→ Exercise goal
Please convert all the entries below into a Markdown table with the columns Row and Line, giving each line its own numbered row and skipping any blank lines.

→ Material provided
------
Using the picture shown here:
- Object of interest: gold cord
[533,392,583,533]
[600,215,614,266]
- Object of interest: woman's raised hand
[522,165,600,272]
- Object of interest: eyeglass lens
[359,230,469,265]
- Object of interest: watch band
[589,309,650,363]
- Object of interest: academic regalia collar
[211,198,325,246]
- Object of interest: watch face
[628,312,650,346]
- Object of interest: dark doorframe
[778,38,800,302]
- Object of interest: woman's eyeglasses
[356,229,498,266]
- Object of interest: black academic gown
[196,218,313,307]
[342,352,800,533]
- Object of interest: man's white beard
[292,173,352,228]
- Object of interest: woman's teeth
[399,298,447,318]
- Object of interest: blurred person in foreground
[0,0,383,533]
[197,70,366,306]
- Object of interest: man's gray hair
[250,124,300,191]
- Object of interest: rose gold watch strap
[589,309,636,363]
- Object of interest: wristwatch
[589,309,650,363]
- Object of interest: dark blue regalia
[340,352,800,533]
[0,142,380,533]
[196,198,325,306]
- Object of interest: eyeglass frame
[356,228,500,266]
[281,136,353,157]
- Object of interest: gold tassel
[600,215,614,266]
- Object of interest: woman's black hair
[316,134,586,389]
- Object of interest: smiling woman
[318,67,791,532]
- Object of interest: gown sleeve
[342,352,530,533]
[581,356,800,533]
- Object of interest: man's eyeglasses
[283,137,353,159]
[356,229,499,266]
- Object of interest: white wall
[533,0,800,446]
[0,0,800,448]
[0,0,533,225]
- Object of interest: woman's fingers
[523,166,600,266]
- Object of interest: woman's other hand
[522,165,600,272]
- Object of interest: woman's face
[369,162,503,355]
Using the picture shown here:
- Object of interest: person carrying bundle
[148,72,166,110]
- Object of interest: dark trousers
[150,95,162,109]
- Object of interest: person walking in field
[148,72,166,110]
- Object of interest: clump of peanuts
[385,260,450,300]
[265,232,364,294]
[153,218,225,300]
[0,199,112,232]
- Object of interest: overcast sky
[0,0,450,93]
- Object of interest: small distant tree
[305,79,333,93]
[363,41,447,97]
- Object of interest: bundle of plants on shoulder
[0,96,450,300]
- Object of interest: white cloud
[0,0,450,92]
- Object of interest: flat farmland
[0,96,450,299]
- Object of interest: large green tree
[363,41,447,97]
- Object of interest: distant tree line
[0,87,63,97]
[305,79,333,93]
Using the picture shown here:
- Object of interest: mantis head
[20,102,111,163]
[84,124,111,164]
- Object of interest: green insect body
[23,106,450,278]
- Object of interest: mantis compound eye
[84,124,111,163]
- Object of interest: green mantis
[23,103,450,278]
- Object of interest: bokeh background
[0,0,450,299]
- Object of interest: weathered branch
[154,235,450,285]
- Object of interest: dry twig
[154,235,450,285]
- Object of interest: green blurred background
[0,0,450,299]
------
→ Answer
| Row | Line |
|---|---|
| 1 | Using the picture shown here: |
| 2 | - Object of interest: gold cord |
| 3 | [533,392,583,533] |
| 4 | [600,215,614,266] |
| 5 | - Object of interest: woman's raised hand |
| 6 | [522,165,600,272] |
| 7 | - Object of interest: eyeglass lens |
| 8 | [359,230,469,265] |
| 9 | - Object of interest: watch band |
| 10 | [589,309,650,363] |
| 11 | - Object of interest: academic regalia collar |
| 12 | [211,198,325,246] |
| 13 | - Object of interest: watch face |
| 14 | [628,312,650,346] |
| 15 | - Object of interest: dark doorframe |
| 16 | [778,38,800,302] |
| 17 | - Object of interest: woman's eyeglasses |
| 18 | [356,229,498,266] |
| 19 | - Object of interest: black academic gown |
| 20 | [196,218,313,307] |
| 21 | [342,352,800,533] |
| 22 | - Object of interest: man's white beard |
| 23 | [292,173,352,228] |
| 24 | - Object of interest: woman's teeth |
| 25 | [399,298,447,318] |
| 26 | - Object of interest: blurred person in foreground |
| 27 | [0,0,383,533] |
| 28 | [197,70,366,306] |
| 29 | - Object of interest: man's gray hair |
| 30 | [250,124,300,191] |
| 31 | - Object of interest: rose gold watch strap |
| 32 | [589,309,636,363] |
| 33 | - Object of interest: wristwatch |
| 34 | [589,309,650,363] |
| 35 | - Object of interest: dark blue regalia |
| 36 | [340,352,800,533] |
| 37 | [0,142,380,533] |
| 38 | [196,198,325,306] |
| 39 | - Object of interest: eyeglass frame |
| 40 | [356,228,500,266] |
| 41 | [281,136,353,157] |
| 42 | - Object of interest: gold tassel |
| 43 | [600,215,614,266] |
| 44 | - Object of interest: woman's black hair |
| 45 | [316,134,586,389] |
| 46 | - Object of interest: smiling woman |
| 47 | [318,67,791,532] |
| 48 | - Object of interest: gown sleeve |
| 49 | [342,352,530,533] |
| 50 | [581,356,800,533] |
| 51 | - Object of interest: man's eyeglasses |
| 52 | [283,137,353,159] |
| 53 | [356,229,499,266] |
| 54 | - Object of interest: white wall |
| 55 | [533,0,800,446] |
| 56 | [0,0,800,448] |
| 57 | [0,0,533,225] |
| 58 | - Object of interest: woman's fingers |
| 59 | [523,166,600,266] |
| 60 | - Object of interest: woman's other hand |
| 61 | [522,165,600,272] |
| 62 | - Object of interest: woman's face |
| 63 | [369,162,503,355] |
| 64 | Using the picture shown here: |
| 65 | - Object of interest: person carrying bundle |
| 66 | [148,72,166,110] |
| 67 | - Object of interest: dark trousers |
| 68 | [150,95,162,109] |
| 69 | - Object of interest: person walking in field |
| 70 | [148,72,166,110] |
| 71 | - Object of interest: clump of peanuts |
| 72 | [385,260,450,300] |
| 73 | [265,232,364,294] |
| 74 | [153,218,225,300] |
| 75 | [0,199,112,232] |
| 76 | - Object of interest: overcast sky |
| 77 | [0,0,450,93] |
| 78 | - Object of interest: small distant tree |
| 79 | [305,79,333,93] |
| 80 | [363,41,447,97] |
| 81 | - Object of interest: bundle of plants on shoulder |
| 82 | [0,96,450,300] |
| 83 | - Object of interest: white cloud |
| 84 | [0,0,450,92] |
| 85 | - Object of interest: flat farmland |
| 86 | [0,96,450,299] |
| 87 | - Object of interest: large green tree |
| 88 | [363,41,447,97] |
| 89 | - Object of interest: distant tree line |
| 90 | [0,87,63,97] |
| 91 | [305,79,333,93] |
| 92 | Using the picture shown here: |
| 93 | - Object of interest: mantis head |
| 94 | [20,102,111,163] |
| 95 | [84,124,111,164] |
| 96 | - Object of interest: green insect body |
| 97 | [23,106,450,278] |
| 98 | - Object of interest: mantis compound eye |
| 99 | [84,124,111,163] |
| 100 | - Object of interest: green mantis |
| 101 | [23,103,450,278] |
| 102 | - Object of interest: bokeh background |
| 103 | [0,0,450,299] |
| 104 | - Object of interest: weathered branch |
| 105 | [154,235,450,285] |
| 106 | - Object of interest: dry twig |
| 107 | [154,235,450,285] |
| 108 | - Object of interest: green blurred background |
| 109 | [0,0,450,299] |